ABOUT THIS EXERCISE: Would you return exactly the lines below from the line with "the orange skin" through the line with "The service MUST return one point per instance of the pinstripe", both included, and nothing else, leaving out the pictures?
⁂
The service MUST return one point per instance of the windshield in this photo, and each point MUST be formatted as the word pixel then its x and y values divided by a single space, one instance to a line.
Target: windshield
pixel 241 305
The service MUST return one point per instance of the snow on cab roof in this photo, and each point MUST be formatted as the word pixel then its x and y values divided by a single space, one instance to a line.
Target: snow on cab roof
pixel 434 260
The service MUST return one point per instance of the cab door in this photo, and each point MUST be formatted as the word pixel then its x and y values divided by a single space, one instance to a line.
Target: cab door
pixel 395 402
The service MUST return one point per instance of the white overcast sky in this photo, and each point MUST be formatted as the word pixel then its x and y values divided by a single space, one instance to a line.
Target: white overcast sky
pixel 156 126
⁂
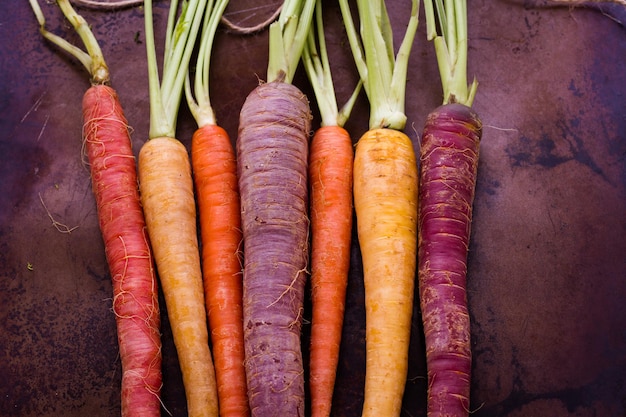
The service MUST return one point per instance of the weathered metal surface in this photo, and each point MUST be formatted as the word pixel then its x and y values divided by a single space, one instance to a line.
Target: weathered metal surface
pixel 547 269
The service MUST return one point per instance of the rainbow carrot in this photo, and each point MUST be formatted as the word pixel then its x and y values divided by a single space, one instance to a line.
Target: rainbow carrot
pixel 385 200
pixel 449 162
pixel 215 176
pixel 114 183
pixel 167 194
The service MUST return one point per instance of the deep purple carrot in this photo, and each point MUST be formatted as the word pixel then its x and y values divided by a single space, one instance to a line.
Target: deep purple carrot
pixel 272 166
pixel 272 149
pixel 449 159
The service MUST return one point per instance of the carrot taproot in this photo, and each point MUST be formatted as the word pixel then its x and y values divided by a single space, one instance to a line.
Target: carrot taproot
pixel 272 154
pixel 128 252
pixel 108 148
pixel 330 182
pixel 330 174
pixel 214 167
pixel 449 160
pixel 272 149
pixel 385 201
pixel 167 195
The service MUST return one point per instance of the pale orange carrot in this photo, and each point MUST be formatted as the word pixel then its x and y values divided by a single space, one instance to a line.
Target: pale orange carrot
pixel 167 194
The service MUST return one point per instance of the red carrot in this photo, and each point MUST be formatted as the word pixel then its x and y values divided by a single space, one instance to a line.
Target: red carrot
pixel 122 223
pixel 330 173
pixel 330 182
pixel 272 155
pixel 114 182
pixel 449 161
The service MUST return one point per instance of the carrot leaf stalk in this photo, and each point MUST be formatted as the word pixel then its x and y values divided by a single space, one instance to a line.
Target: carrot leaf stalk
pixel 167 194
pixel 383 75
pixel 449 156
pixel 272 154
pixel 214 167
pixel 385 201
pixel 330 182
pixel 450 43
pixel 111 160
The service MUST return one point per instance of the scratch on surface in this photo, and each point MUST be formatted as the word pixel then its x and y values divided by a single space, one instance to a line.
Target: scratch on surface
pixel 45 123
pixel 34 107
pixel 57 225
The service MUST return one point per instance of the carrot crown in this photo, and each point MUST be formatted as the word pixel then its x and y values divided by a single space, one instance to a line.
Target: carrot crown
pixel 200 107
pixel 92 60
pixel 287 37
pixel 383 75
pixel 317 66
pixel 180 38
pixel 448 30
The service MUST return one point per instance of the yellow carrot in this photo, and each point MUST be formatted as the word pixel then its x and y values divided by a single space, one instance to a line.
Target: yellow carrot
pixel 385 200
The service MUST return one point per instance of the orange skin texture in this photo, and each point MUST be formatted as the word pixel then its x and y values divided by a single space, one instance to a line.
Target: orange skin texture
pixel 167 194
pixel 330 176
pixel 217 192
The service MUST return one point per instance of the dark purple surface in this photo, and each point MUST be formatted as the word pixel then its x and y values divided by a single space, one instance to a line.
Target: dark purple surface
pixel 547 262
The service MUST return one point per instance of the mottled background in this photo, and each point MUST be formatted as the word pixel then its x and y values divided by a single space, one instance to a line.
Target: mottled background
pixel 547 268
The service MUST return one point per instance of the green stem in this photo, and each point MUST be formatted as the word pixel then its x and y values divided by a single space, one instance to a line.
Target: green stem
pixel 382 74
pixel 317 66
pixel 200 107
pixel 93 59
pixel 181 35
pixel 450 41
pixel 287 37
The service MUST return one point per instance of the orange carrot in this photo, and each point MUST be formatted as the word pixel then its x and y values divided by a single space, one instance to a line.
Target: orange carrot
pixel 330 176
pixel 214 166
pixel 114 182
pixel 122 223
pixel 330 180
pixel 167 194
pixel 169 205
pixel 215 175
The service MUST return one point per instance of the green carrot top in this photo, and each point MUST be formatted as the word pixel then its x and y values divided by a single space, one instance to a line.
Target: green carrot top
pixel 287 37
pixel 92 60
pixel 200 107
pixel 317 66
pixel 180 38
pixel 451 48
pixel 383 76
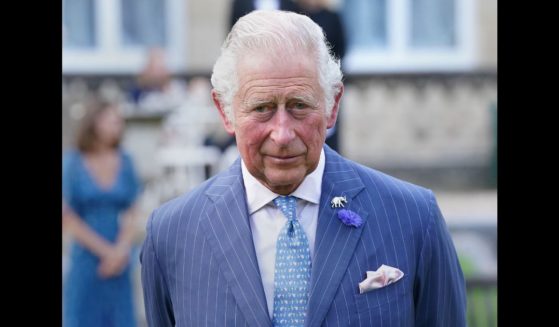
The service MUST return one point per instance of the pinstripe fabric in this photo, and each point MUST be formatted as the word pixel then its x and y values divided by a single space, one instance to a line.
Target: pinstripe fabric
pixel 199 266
⁂
REPLY:
The service MUST return one point per instance of the orange skin texture in this photo, and each point MUST be formatted as the word pixel then its x and y values divided by a single space, one instance to a line.
Target: orange skin texture
pixel 167 194
pixel 330 176
pixel 217 192
The service MUST return one point per instance of the dark purple surface in this photo, and each point MUST be formatted as the word pixel then its x and y values divided by a single space, one instance to a line.
Target: dark purple surface
pixel 547 262
The service MUST return one point per instance of the mottled background in this photo, and each point MUST be formatted as the word pixel then its x and y values divided by a single space, one instance to a line.
Target: mottled background
pixel 547 268
The service MUST return one point per instance of the green stem in this photo, and each point MUST be formatted as the word pixel then its x and y values divided by a single space, one instance to a line.
Target: green stem
pixel 382 74
pixel 317 66
pixel 200 107
pixel 93 59
pixel 181 35
pixel 450 41
pixel 287 37
The service MUST return one point per instance of the orange carrot in this photo, and each point MUST be formatted as the word pixel then its x and y values divided by a single space, one instance to a line.
Target: orange carrot
pixel 330 176
pixel 214 166
pixel 114 182
pixel 122 223
pixel 330 180
pixel 167 194
pixel 169 205
pixel 215 175
The service MUST return one point per instance of the green carrot top in this photo, and each point MUST be formatted as the word pixel then its x and y values divided by a single space, one instance to a line.
Target: green carrot top
pixel 287 37
pixel 92 60
pixel 200 107
pixel 317 66
pixel 180 38
pixel 451 48
pixel 383 76
The service MUST return one point per instance of the pinstripe fabric in this photo, and each point MUST be formatted as the word pixel then its x and y values divided by a single space, one instance to a line.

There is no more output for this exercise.